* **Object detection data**
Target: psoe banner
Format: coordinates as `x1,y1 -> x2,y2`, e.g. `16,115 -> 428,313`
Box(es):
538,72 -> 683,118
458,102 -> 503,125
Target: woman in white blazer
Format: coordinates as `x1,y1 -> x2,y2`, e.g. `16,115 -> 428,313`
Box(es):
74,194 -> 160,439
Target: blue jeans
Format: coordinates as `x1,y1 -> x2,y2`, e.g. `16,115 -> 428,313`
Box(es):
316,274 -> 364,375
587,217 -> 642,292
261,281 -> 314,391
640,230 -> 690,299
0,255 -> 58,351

* **TASK**
Can you repeat all of the lines above word for word?

* **REPLY**
Target: psoe banner
Format: coordinates as `x1,y1 -> x2,y2`, e.g. `16,115 -> 428,313`
Box(es):
538,72 -> 683,118
458,102 -> 503,125
Target: woman in white blazer
Format: coordinates as `x1,y1 -> x2,y2`, e.g. `16,115 -> 428,313`
Box(es):
74,194 -> 160,439
Target: blue jeans
Format: coordinates as `x1,y1 -> x2,y2`, e.g. `16,115 -> 428,313`
Box(es):
316,274 -> 364,375
587,217 -> 642,292
261,281 -> 314,391
640,230 -> 690,299
0,255 -> 58,351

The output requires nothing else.